Stored data entries:

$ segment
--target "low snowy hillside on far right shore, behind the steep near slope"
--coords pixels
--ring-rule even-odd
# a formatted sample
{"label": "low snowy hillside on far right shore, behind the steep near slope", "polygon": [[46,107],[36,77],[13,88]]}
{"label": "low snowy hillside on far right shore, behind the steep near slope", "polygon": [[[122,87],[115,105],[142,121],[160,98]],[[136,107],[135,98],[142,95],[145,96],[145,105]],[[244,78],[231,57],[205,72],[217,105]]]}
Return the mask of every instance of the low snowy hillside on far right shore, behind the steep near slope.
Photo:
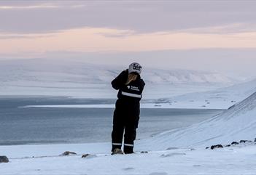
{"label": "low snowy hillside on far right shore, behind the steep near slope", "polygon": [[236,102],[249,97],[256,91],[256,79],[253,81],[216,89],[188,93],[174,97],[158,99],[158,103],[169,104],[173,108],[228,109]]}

--

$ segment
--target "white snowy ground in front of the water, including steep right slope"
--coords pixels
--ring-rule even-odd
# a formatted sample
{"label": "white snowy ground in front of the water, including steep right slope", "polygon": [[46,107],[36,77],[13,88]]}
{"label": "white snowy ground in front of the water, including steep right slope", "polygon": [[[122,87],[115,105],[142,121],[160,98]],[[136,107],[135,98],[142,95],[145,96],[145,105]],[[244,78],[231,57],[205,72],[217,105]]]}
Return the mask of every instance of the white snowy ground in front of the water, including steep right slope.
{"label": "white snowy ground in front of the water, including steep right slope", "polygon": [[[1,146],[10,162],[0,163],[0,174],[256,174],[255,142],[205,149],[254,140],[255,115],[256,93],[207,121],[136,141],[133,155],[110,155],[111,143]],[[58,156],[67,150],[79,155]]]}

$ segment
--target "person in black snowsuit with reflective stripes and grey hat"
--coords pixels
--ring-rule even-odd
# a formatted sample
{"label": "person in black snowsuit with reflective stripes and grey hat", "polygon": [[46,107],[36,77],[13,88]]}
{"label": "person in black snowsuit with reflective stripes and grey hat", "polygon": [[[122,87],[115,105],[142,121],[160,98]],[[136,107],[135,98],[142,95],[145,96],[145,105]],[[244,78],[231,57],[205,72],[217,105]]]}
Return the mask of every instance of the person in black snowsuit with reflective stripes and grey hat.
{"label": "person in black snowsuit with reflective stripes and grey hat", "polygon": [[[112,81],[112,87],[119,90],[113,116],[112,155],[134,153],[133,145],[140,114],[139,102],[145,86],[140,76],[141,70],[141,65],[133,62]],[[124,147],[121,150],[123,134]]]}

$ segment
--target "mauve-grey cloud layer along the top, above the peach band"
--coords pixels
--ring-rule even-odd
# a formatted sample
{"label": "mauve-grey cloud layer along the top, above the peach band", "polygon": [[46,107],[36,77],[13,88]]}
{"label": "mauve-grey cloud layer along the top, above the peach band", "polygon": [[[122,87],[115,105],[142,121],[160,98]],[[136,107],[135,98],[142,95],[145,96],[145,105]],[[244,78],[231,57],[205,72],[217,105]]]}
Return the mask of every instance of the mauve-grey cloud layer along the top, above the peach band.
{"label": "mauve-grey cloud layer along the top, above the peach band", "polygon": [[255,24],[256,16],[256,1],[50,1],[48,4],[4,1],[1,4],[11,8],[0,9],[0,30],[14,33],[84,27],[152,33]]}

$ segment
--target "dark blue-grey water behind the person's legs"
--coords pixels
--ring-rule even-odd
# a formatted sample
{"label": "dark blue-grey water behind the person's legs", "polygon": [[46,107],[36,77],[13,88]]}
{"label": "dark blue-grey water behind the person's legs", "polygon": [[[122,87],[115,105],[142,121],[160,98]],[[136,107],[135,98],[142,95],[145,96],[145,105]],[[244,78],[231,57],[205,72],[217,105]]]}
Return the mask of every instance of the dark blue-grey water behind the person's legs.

WHAT IS REQUIRED: Looking at the entries above, how many lines contain the word "legs"? Answer with the number alone.

SOLVED EXERCISE: 4